## EXERCISE INSTRUCTIONS:
1. In the post about Lucy's diabetes, what insulin dose was working for her?
2. Summarize the post about Lucy's diabetes in two sentences.
3. From the post about Lucy's diabetes, retype the part that opens with the words containing "In the weeks" and closes with "much of anything.".

Wednesday, February 5, 2014

Lucy at Ten

About three months ago, our 10-year-old Lab, Lucy, was diagnosed with diabetes.

Brian and I were surprised by this diagnosis, because up until a few days before we took Lucy to the vet, she seemed to be in relatively good health.

The only clue that something was amiss: a sudden onset of incontinence at night.

According to Lucy's veterinarian, her pancreas just stopped working.

In the weeks that followed the diagnosis, Lucy visited the vet's office quite frequently, so the doctor could monitor her blood sugar levels and try to determine how much insulin she needed.

At first, Lucy was really lethargic. She slept A LOT and rarely barked at much of anything.

One time when Lucy spent the whole day at the vet's office, Brian picked Lucy up in the evening and the doctor raved about what a perfect angel she was. The vet said, "She was so mellow and easygoing and didn't bark much at all."  

Fast forward three weeks and Lucy returned to the vet for another full day of monitoring.

This time, she was not nearly as mellow or lethargic.  In fact, the vet said she barked so much that it was driving her crazy.

That's the Lucy I know, I thought. She's back! Clearly, giving her 16 units of insulin twice daily was working.

## ENTRIES SUPPLIED:
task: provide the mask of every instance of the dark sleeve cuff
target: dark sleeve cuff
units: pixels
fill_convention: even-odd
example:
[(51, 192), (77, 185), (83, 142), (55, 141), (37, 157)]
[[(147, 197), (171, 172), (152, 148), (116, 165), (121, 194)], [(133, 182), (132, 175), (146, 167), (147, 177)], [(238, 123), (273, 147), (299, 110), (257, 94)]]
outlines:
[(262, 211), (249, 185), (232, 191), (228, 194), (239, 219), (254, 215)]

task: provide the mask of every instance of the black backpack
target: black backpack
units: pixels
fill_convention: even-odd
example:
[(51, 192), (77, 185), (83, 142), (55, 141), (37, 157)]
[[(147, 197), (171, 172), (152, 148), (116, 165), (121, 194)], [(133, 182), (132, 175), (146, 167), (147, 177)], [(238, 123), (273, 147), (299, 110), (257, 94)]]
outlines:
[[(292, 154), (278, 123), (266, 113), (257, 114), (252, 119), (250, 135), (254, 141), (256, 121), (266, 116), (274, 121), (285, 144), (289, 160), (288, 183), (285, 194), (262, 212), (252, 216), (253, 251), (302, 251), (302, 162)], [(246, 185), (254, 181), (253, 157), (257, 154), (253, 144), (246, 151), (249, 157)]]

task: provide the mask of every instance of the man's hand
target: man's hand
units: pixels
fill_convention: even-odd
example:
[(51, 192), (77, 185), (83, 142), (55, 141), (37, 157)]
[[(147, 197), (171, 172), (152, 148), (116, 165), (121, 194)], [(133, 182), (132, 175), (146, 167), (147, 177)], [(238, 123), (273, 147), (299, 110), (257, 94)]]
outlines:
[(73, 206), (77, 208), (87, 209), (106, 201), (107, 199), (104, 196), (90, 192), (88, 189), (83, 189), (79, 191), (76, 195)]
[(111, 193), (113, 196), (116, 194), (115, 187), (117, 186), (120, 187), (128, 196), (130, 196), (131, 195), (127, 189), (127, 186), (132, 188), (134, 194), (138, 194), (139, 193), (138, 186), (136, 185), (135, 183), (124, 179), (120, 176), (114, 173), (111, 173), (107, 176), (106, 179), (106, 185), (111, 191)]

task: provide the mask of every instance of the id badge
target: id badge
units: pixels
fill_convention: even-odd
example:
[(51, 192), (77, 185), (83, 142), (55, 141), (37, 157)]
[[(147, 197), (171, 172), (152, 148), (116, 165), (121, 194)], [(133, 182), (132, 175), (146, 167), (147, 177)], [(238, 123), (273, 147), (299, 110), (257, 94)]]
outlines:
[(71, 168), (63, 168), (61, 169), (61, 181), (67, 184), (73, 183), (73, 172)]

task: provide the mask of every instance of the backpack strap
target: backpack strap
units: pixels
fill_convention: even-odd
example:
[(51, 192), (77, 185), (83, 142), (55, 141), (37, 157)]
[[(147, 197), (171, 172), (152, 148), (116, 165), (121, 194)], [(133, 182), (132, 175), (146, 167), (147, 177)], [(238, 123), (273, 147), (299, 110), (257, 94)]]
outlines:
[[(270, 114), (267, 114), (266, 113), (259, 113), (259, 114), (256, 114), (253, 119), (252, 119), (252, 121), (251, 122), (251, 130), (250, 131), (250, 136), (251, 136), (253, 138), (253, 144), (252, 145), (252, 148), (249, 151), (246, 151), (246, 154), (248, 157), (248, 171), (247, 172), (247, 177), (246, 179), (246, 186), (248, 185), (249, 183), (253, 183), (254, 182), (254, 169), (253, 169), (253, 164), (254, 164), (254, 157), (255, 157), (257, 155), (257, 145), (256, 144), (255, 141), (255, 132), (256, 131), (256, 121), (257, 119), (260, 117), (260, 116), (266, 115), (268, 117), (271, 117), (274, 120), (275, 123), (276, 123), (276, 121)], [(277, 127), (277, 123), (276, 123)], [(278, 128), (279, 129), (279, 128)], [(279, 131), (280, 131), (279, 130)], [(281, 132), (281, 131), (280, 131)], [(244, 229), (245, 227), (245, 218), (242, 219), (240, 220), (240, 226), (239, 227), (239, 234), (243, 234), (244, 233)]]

## RESPONSES:
1. 16 units of insulin twice daily.

2. Lucy, a 10-year-old Lab, was diagnosed with diabetes about three months earlier after a sudden onset of nighttime incontinence, and she visited the vet often so her blood sugar could be monitored and her insulin dose worked out. At first she was lethargic and barely barked, but three weeks later she barked so much at the vet's office that it drove the vet crazy, a sign that 16 units of insulin twice daily was working.

3.
In the weeks that followed the diagnosis, Lucy visited the vet's office quite frequently, so the doctor could monitor her blood sugar levels and try to determine how much insulin she needed.

At first, Lucy was really lethargic. She slept A LOT and rarely barked at much of anything.